Cfiltrate ⁼ (matter filtration ^_ mfilter paper)/(V0lUITie Of the Sample) (3)

By using the obtained consistency value, a total retention was calculated by using equation 4:

Total retention — (Cpuip ^_ Cfiitrate)/Cpuip x 100% (4)

In equations (3) and (4), m denotes mass and C denotes consistency.

Table 4 Test polymer properties, absorbance values, starch retention and total retention results of Example 4.

* Retention polymer, in brackets, added to 0.5 % consistency stock It can be seen from Table 4 that the use of retention system alone (test 4-1 ) did not have a significant impact on starch retention. Addition of the cationic polymer with high charge both at the thickening stage and the sheet forming stage, however, improves the starch retention significantly. It can also be seen that a higher charge for the cationic polymer is beneficial for starch retention. Furthermore, it can be seen that even if the cationic test polymers provided also a slight increasing effect on the total retention, the starch retention was improved significantly more than the total retention. This shows that the present invention where the polymer is dosed before thickening stage specifically improves starch retention.

Example 5

Example 5 demonstrates the effect of a high cationic polyacrylamide to the starch retention on fibres, when the polymer is dosed before thickening stage of the fibre stock. The effect of the molecular weight of the cationic polymer on the starch retention was studied.

The fibre stock was prepared in the same way as in Example 1 and the same OCC material was used as the raw material. Consistency of the fibre stock was 1 .25 %, conductivity 4 mS/cm and pH 7.

The test polymers with the names “Poly-X” were cationic polyacrylamides obtained by gel polymerisation of acrylamide and [2-(acryloyloxy)ethyl] trimethylammonium chloride, and with a high molecular weight (SV >3 mPas). The test polymer SPoly was a cationic polyacrylamide obtained by solution polymerisation of acrylamide and [2-(acryloyloxy)ethyl] trimethylammonium chloride, and with a lower molecular weight (SV 1.2 mPas). The test polymer PVAm was a commercial vinylamine copolymer. The properties of the test polymers are shown in Table 5, where charge value gives the amount of cationic monomer used in the polymerisation of cationic polyacrylamides and SV is the standard viscosity of the test polymer, measured as described elsewhere in this application.

The experiments were conducted in the same manner using DDA as in Example 1 . The starch content and starch retention improvement were determined in the same manner as described in Example 1. The measured absorbance value results and the calculated improvement in starch retention are shown in Table 5. Fibre stock without any chemical addition (O-test) gave absorbance value 0.977.

Table 5 Test polymer properties, absorbance values and starch retention results of Example 5.

It is seen from Table 5 that test polymers having a higher charge were able to produce improved starch retention in comparison to test polymers with charge under 20 mol-%. However, a high charge of the test polymer does not alone guarantee a high starch retention, but molecular weight of the polymer also has to be high enough. It is seen from Table 5 that the commercial vinylamine copolymer, PVAm, and cationic polyacrylamide SPoly are polymers with high cationic charge, 30 mol- % and 46 mol%, respectively, but their molecular weights are rather low. The starch retention improvement obtained with these polymers was significantly lower. It can be thus concluded that both the cationic charge and high enough molecular weight of the polymer are important for obtaining the desired high starch retention.

Even if the invention was described with reference to what at present seems to be the most practical and preferred embodiments, it is appreciated that the invention shall not be limited to the embodiments described above, but the invention is intended to cover also different modifications and equivalent technical solutions within the scope of the enclosed claims.

══════

(PROBLEM SET)
**A.** According to the starch retention passage, what absorbance value did the stock without any chemical addition (the O-test) give?
**B.** Quote the starch retention passage word for word from "The experiments were" to "of Example 5.".

[Stored data entries]
══════

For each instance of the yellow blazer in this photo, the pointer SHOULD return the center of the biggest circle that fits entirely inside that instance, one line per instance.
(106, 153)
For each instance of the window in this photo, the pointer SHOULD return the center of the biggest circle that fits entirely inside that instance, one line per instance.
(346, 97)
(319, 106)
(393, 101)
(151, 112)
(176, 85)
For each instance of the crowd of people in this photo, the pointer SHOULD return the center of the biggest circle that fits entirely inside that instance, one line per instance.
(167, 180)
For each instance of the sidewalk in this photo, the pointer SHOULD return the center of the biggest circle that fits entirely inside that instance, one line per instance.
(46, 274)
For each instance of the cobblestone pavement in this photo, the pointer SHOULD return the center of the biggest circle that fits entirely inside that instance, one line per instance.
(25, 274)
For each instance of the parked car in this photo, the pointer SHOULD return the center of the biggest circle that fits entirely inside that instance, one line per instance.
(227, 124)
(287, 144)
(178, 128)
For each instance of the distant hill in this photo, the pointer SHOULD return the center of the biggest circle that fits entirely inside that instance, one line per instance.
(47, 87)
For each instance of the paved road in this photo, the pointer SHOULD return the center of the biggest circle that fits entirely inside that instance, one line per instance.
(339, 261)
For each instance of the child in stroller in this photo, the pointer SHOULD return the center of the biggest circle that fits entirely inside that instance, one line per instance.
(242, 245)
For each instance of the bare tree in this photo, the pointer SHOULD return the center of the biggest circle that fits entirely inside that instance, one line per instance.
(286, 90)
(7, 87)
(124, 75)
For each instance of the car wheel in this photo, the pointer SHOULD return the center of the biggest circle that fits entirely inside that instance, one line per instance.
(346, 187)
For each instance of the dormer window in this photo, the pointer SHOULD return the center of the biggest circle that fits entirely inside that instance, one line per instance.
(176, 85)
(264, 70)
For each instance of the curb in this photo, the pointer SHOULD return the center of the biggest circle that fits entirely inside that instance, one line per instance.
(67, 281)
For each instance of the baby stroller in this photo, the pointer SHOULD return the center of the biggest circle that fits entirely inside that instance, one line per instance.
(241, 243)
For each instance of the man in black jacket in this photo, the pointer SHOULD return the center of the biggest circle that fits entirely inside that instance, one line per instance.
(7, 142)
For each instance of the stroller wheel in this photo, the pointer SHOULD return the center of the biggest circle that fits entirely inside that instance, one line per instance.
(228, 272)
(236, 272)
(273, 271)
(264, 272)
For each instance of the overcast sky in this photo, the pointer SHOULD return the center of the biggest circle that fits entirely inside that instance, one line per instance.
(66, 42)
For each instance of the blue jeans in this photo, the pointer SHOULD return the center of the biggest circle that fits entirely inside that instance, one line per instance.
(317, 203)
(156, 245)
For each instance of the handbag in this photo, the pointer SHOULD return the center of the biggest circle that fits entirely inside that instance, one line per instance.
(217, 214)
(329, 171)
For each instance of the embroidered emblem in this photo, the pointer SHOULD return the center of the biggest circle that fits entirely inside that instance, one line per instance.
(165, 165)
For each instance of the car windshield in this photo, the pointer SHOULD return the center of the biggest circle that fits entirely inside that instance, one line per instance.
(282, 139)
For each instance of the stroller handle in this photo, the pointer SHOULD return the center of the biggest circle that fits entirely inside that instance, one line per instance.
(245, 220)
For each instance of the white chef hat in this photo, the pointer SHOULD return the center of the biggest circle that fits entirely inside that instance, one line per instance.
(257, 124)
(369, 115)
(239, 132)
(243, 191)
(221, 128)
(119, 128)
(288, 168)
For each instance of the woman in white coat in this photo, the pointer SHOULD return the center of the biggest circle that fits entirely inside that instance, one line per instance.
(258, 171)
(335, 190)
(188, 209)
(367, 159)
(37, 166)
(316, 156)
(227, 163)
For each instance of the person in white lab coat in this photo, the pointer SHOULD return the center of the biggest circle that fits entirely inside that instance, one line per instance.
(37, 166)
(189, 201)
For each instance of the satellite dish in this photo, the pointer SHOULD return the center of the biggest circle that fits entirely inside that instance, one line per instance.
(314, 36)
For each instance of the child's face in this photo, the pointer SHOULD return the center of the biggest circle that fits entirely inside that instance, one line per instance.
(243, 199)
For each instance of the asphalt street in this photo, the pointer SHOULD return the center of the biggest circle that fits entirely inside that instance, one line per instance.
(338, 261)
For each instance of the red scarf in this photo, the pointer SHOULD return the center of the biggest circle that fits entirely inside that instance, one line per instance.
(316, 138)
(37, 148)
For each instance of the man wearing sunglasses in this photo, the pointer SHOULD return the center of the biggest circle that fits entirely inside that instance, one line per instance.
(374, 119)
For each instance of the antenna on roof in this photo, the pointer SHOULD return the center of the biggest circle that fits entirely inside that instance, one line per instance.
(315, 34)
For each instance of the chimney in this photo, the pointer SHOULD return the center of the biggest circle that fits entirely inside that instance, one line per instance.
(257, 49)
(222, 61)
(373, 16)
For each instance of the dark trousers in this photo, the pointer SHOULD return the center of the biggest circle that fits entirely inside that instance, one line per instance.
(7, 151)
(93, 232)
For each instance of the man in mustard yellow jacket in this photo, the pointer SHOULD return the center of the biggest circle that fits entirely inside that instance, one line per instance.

══════

(RESULTS OF THE TASKS)
**A.** 0.977

**B.**
The experiments were conducted in the same manner using DDA as in Example 1 . The starch content and starch retention improvement were determined in the same manner as described in Example 1. The measured absorbance value results and the calculated improvement in starch retention are shown in Table 5. Fibre stock without any chemical addition (O-test) gave absorbance value 0.977.

Table 5 Test polymer properties, absorbance values and starch retention results of Example 5.